### Texto de lectura
• • •
Garrone por otro lado vuelve un continente entero en tierra de salvajes. Así transgrede físicamente sus cuerpos y les quita toda dignidad, así los criminaliza. La migración no es producto de la violencia, el abandono institucional y la precarización sino de un necio capricho adolescente y de la desmedida ambición. De Dakar al Mediterráneo no hay nada, solo prisiones, cuerpos, desiertos y tierra por la que corren niños descalzos; todo dominado por matones, mafiosos, traficantes y esclavistas. Un continente sin paz y sin ley.
Apenas tocando Italia se asoma otro mundo. El de humanos civilizados que te estiran la mano, ya no de bestias que apuntan y disparan.
Me parece irónica la dicotomía de un mundo que se tapa los ojos con el argumento de “no convertir la guerra en un espectáculo” para justificar su indiferencia a Sudan, Palestina o Niger mientras acude al cine a deleitarse con la barbarie ficcionalizada. Se atreven a vivir tranquilos en un mundo que permite este horror sin la decencia y consideración de verlo y reconocerlo para, en su lugar, ir a una sala a darse golpes de pecho y decir, en voz baja, emocionado al borde del asiento después de dos horas de migrantes muertos y torturados: “qué horrible debe de ser vivir allá”. La fascinación y curiosidad amarillista del europeo y el gringo ante estos lugares extravagantes y peligrosos, el miedo y el consuelo del latinoamericano que observa su vida y dice “podría estar peor, gracias a Dios no”.
La misma película que hemos consumido, masticado y saboreado año tras año. Pobres violentados, acribillados en la acera, asesinos morenos y la turba ignorante, cruel y despiadada. Una regurgitación más que la Academia no se pudo contener de volver a probar y dejarse seducir.
Mientras hablan de la ansiedad de los perritos y la gente neurodivergente a causa de la pirotecnia, hay gente que muere entre los escombros y ciudades arrasadas con bombas. Se han volcado en la apatía, el individualismo, la pretensión de supremacía moral y la vanidad para evitar ser juzgados, a recurrir a discursos “en defensa de la salud mental” para aislarse de la realidad mientras poblaciones enteras pagan las consecuencias de la inacción, del silencio y de la complicidad.
• • •
Ítems de un conjunto de datos
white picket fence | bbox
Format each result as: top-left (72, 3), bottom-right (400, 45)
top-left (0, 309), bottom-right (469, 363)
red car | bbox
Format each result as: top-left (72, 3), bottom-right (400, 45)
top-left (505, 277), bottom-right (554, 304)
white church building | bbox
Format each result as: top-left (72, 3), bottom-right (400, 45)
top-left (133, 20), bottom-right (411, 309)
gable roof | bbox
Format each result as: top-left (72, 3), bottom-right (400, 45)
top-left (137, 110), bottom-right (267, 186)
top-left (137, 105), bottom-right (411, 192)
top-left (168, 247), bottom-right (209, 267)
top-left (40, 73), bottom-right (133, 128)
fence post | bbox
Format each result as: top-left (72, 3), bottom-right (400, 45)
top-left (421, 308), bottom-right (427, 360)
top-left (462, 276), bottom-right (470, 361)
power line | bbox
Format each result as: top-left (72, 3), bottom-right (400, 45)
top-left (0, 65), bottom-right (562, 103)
• • •
### Objetivo
En la crítica sobre la película de Garrone, ¿qué hay de Dakar al Mediterráneo?

### Resultado del ejercicio
Nada, solo prisiones, cuerpos, desiertos y tierra por la que corren niños descalzos.